## Directive
Reproduce exactly the lines from the one containing "Where can the student" through the last line of the records below, both included, and nothing else.

* Start Material to process *

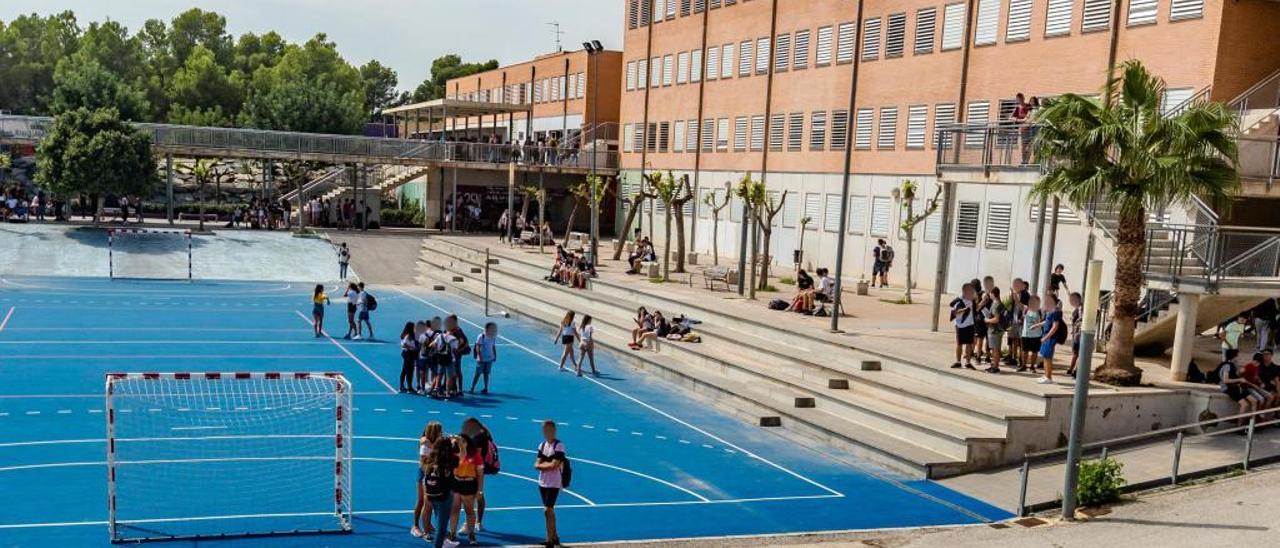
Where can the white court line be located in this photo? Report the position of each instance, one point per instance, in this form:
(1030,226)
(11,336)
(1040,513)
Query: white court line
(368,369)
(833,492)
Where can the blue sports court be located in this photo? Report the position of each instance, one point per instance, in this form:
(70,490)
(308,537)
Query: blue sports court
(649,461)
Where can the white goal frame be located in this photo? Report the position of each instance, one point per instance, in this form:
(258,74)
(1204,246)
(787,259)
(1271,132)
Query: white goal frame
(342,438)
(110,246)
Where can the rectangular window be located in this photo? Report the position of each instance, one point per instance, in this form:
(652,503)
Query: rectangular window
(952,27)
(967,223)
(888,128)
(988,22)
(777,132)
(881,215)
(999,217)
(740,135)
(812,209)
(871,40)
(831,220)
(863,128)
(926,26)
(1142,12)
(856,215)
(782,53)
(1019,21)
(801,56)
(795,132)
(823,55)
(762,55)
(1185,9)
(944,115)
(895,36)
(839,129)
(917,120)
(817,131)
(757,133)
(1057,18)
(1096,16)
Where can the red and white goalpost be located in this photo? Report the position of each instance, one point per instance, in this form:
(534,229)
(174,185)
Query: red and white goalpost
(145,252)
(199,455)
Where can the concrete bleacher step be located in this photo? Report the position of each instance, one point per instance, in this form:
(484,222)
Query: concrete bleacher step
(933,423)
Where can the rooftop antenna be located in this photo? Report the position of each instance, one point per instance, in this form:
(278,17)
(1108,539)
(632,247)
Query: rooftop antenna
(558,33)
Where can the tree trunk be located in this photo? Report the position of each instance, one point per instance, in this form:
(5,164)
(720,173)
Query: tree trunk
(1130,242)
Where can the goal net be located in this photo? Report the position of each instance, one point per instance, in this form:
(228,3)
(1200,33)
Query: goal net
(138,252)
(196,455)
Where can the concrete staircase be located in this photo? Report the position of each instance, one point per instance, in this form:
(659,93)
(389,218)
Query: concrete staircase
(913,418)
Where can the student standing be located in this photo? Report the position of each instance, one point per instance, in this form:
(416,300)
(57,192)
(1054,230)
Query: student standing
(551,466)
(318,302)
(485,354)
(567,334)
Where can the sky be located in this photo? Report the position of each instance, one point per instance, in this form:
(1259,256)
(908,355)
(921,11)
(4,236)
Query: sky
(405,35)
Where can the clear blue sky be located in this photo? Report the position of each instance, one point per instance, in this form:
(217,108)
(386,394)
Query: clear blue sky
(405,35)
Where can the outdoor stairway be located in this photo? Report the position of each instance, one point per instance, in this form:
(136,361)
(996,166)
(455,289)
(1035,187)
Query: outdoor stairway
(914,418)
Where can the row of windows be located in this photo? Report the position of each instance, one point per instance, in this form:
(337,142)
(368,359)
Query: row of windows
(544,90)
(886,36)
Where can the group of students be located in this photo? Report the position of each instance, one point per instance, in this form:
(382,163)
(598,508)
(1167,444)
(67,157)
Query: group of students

* End Material to process *

## Completed task
Where can the student standing be located in this photo? Report the position of each instance, one point per instance, in this form:
(416,300)
(57,192)
(1054,230)
Query: student standing
(551,466)
(318,302)
(485,354)
(567,334)
Where can the sky be located in this photo? Report the position of each instance, one point per instance, in this form:
(1259,256)
(908,355)
(921,11)
(4,236)
Query: sky
(405,35)
Where can the clear blue sky be located in this photo? Report the position of each instance, one point per instance, in this form:
(217,108)
(386,394)
Query: clear blue sky
(405,35)
Where can the outdoor stairway be located in this photo? Report the position of each instance, one point per instance, in this form:
(136,361)
(996,166)
(455,289)
(1035,187)
Query: outdoor stairway
(914,418)
Where can the row of windows be located in this photo? Report the position of each instance, one point per instance, in this form:
(337,142)
(368,359)
Query: row of windows
(544,90)
(886,36)
Where can the group of students be located in this photo? Report the position of each instance, one point per instance, in this form:
(382,163)
(598,508)
(1167,444)
(67,157)
Query: group of students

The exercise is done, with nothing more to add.